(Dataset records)
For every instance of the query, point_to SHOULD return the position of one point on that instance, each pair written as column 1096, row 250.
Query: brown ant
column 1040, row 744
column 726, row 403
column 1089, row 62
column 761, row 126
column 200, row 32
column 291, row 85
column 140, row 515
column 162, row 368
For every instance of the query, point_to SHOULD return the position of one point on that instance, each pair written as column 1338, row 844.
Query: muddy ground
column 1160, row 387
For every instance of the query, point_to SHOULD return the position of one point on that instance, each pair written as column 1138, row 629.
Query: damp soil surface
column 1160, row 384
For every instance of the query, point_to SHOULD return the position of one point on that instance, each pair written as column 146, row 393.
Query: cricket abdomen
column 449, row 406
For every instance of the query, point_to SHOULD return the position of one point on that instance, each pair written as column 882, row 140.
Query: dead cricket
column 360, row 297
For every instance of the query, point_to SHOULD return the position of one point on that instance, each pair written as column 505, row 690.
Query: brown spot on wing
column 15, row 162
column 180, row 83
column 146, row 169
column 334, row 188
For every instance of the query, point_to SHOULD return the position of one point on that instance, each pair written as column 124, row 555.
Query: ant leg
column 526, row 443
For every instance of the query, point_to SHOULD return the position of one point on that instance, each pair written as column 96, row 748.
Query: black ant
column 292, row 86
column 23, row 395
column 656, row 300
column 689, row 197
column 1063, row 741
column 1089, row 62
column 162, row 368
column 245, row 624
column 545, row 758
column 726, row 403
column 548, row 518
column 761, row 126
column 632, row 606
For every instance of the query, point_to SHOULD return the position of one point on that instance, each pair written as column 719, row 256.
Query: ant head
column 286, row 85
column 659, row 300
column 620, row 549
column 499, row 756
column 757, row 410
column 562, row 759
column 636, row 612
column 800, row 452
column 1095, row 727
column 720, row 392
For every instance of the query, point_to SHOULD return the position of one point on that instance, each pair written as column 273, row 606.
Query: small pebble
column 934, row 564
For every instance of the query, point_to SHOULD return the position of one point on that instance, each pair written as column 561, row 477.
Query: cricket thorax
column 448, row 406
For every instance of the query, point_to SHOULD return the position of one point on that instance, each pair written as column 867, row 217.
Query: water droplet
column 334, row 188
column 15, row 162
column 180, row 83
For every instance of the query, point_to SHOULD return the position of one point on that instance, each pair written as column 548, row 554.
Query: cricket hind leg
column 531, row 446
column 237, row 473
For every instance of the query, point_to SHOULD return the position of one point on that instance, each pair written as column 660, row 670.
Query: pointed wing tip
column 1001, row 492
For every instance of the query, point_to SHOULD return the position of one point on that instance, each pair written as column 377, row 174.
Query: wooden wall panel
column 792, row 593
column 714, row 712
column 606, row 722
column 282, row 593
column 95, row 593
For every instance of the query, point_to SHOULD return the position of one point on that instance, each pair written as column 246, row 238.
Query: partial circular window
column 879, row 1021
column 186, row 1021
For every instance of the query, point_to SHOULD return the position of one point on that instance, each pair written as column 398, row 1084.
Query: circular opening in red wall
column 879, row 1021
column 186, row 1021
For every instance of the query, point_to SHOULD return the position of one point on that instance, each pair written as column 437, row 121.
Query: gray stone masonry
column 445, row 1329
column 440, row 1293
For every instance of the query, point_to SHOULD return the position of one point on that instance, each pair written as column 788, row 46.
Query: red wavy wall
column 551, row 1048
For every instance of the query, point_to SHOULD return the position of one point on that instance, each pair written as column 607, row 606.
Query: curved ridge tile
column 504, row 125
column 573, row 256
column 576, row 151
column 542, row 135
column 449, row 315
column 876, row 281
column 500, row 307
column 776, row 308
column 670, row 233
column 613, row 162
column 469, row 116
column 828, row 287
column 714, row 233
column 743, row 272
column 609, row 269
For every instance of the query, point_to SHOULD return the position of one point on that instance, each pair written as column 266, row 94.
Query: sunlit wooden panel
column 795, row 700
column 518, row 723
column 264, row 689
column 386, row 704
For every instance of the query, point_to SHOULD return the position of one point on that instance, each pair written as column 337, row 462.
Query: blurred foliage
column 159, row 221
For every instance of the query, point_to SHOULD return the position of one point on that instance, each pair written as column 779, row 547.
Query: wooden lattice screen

_Exercise instructions_: From the first line to the last, copy the records without alteration.

_Response to this exercise_:
For every instance of the query, point_to SHOULD return the position of one point on that instance, each pair written as column 1096, row 250.
Query: brown ant
column 1040, row 744
column 726, row 403
column 1089, row 62
column 761, row 126
column 200, row 32
column 291, row 85
column 140, row 515
column 162, row 368
For every instance of the query, point_to SHOULD return the position of one point on that instance, each pair written as column 1338, row 844.
Query: muddy ground
column 1160, row 387
For every instance of the query, point_to SHOULD return the position of one point on that instance, each pair written as column 1138, row 629.
Query: damp soil surface
column 1160, row 384
For every instance of the query, point_to SHOULD return the position of one point on that instance, each pair written as column 146, row 393.
Query: cricket abdomen
column 449, row 406
For every instance of the query, point_to SHOULD return the position of one point on that instance, each pair written as column 882, row 140.
Query: dead cricket
column 360, row 297
For every instance of the query, point_to SHOULD return the position of one point on that instance, each pair written as column 505, row 690.
Query: brown spot on wing
column 15, row 162
column 180, row 83
column 146, row 169
column 334, row 188
For every instance of the query, point_to SHOULD return the position of one point on that instance, each pair written as column 124, row 555.
Query: ant leg
column 526, row 443
For every instance of the query, point_to SHOULD return the position of one point on that instance, each pair written as column 96, row 748.
Query: black ant
column 292, row 86
column 23, row 395
column 656, row 300
column 689, row 197
column 1063, row 741
column 1089, row 62
column 162, row 368
column 245, row 624
column 545, row 758
column 726, row 403
column 548, row 518
column 761, row 126
column 632, row 606
For every instance of the query, point_to SHOULD return the position of one point on that instance, each pair written as column 719, row 256.
Query: ant head
column 286, row 85
column 659, row 300
column 620, row 549
column 499, row 756
column 757, row 410
column 562, row 759
column 636, row 612
column 800, row 452
column 1095, row 727
column 720, row 392
For every instance of the query, point_to SHOULD return the position of one point on that instance, each pair written as column 273, row 606.
Query: small pebble
column 934, row 564
For every instance of the query, point_to SHOULD return the position of one point on that instance, each pair written as column 561, row 477.
Query: cricket thorax
column 448, row 406
For every instance of the query, point_to SHOULD return the position of one point on that instance, each pair written as column 867, row 217.
Query: water droplet
column 334, row 188
column 15, row 162
column 180, row 83
For every instance of the query, point_to SHOULD return the position of one point on that instance, each pair written as column 548, row 554.
Query: cricket hind leg
column 531, row 446
column 237, row 473
For every instance of the query, point_to SHOULD return the position of one point on that instance, each pair written as column 660, row 670.
Query: pointed wing tip
column 1001, row 492
For every instance of the query, point_to SHOULD return the position of one point on that instance, each pair written as column 377, row 174.
Query: wooden wall panel
column 792, row 593
column 714, row 712
column 606, row 722
column 282, row 593
column 95, row 593
For every instance of the query, point_to SHOULD return the position of one point on that instance, each pair written as column 246, row 238.
Query: partial circular window
column 879, row 1021
column 186, row 1021
For every instance of the query, point_to SHOULD return the position of one point on that instance, each pair written as column 398, row 1084.
Query: circular opening in red wall
column 879, row 1021
column 186, row 1021
For every instance of the query, point_to SHOULD return the position of one point on that instance, each pair written as column 437, row 121.
Query: gray stone masonry
column 445, row 1329
column 440, row 1293
For every instance of the query, point_to SHOULD return the position of one point on that instance, each pair written as column 788, row 46.
Query: red wavy wall
column 551, row 1048
For every instance of the query, point_to SHOULD return the position of one point on that instance, each pair written as column 607, row 606.
Query: curved ridge tile
column 504, row 125
column 573, row 256
column 576, row 151
column 542, row 135
column 449, row 315
column 876, row 281
column 500, row 307
column 776, row 308
column 670, row 233
column 613, row 162
column 469, row 116
column 828, row 287
column 714, row 233
column 743, row 272
column 609, row 269
For every instance of the query, point_to SHOULD return the position of one point on that instance, each pair written as column 266, row 94.
Query: sunlit wooden panel
column 795, row 700
column 518, row 723
column 264, row 689
column 386, row 704
For every instance of the query, point_to SHOULD return the position of one point on that instance, each pair written as column 337, row 462.
Query: blurred foliage
column 159, row 221
For every instance of the query, point_to SHOULD return the position of one point on that instance, each pair written as column 779, row 547.
Query: wooden lattice screen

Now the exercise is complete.